_你的任务_
(1) 把补习市场治理一文中的这句话译成英文:"“规制”就是政府针对市场的外部性、不完全信息,纠正市场弊病,维护市场秩序的手段,是一只“看得见的手”。"
(2) 在补习市场治理一文中,作为减缓家长焦虑的"安慰剂",建议暂缓发布的是什么?
(3) 从补习市场治理一文的最后一句之后接着往下写。

治疗市场缺陷,最成熟的法案还是来自市场规制框架。因此,治理校外培训市场,在经验层面上向国外学习固然重要,但是,超越经验,在理解市场缺陷的基础上,学习多种类型非典型市场,如二手车市场、香烟市场、奢侈品市场、排污权交易等,这些市场规制的理念、路径、方法以及实践案例,可以成为“补习”治理的出发点。


在科学性普遍被认可的医学领域,确定温和的治疗目标尚且困难,对于动辄要“用猛药”“出狠招”的社会政策领域,确定温和的治理目标更加面临来自方方面面的压力。于是,在短期采用“急刹车”的方式也具有较强的合理性,一些“雷霆”手段带来的过高行政成本和民众的心理成本,也可以理解和接受。然而,“补习市场”终究是个市场,从中长期看,确定治疗方案最终要建立在对市场机制的理解上,在治疗病症的同时,要培育社会规制政策的逻辑理性和技术理性,将沟通和“安慰剂”作为政策工具以降低焦虑。


家长补习的“热情”恐怕还会持续一段时间,政策制定者在进行权威发布的同时,学习一点儿社会沟通,这需要行政方式面对转型挑战。与此同时,寻找合适的“安慰剂”减缓家长焦虑,如:暂缓发布高中普职1:1招生限制,不去放大家长对于孩子中考后进入职业高中的恐惧;将职业教育体现在课程供给上,弱化普通高中和职业高中之间清晰的界限。要求高中学校按照普通和职业的课程类型提供必修、选修模块,加入更多的职业类课程学习,真正让兴趣引导学生未来的职业选择,让职业思想进入所有人的理念中,而不是单纯将成绩作为分流标准。


在规制框架下设计政策工具包


非理性行为、垄断地位、外部性是多样化的市场给人类提出的挑战,围绕这些问题,人类开始了多样化的市场治理行为。“规制”就是政府针对市场的外部性、不完全信息,纠正市场弊病,维护市场秩序的手段,是一只“看得见的手”。一些著名的经济学家,如德姆塞茨、施蒂格勒、梯诺尔、拉丰,在不同时期推动规制经济学从旧走向新,在社会性规制、金融规制、全球化等背景下,推动规制经济理论不断进步,并不断丰富规制实践案例。

_所给资料_
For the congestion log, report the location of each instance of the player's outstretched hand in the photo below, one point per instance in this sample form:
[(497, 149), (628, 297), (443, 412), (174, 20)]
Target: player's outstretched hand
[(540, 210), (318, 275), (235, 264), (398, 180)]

_各题答案_
(1) "Regulation" is the means by which the government addresses market externalities and incomplete information, corrects market ills, and maintains market order; it is a "visible hand."

(2) 高中普职1:1招生限制。

(3)
在治理课后补习市场的方案中,短期内采用行政监管方式,是激励地方政府采取措施,让补习市场“降温”的有效手段,尽管在这个过程中,一些执法部门也存在依据本能反应、直觉判断、道德判断而采取措施的行为,但这是启动治理过程无法避免的阶段。然而,在中长期,治理市场缺陷还是要处理好政府、市场、公众之间的关系,在规制的框架下,完善法律、合同、行为、信息等多种手段,设计系统的、多主体的规制治理。“规制工具包”不是单一工具,它包含了信息规制、价格规制、标准和门槛规制、质量规制等多个工具。


一是信息规制隔断偏好强化。从以上非典型市场的传导机制可以看出,“竞争性焦虑”传播是导致共同偏好形成和强化的源泉,不完整信息则是导致公众偏离趋势,服从“小数定理”①并呈现“赌徒谬误”的关键,于是,信息规制能够有效隔断偏好传播过程。通过制止补习机构对“明星教师”的宣传②、不允许补习机构公布学员升学成绩、禁止发布补习类广告、限制学校教师推荐补习机构等措施,可以大幅度阻断补习信息的商业传播,将信息传播仅仅限制在家长之间口耳相传的水平,就难以形成系统影响。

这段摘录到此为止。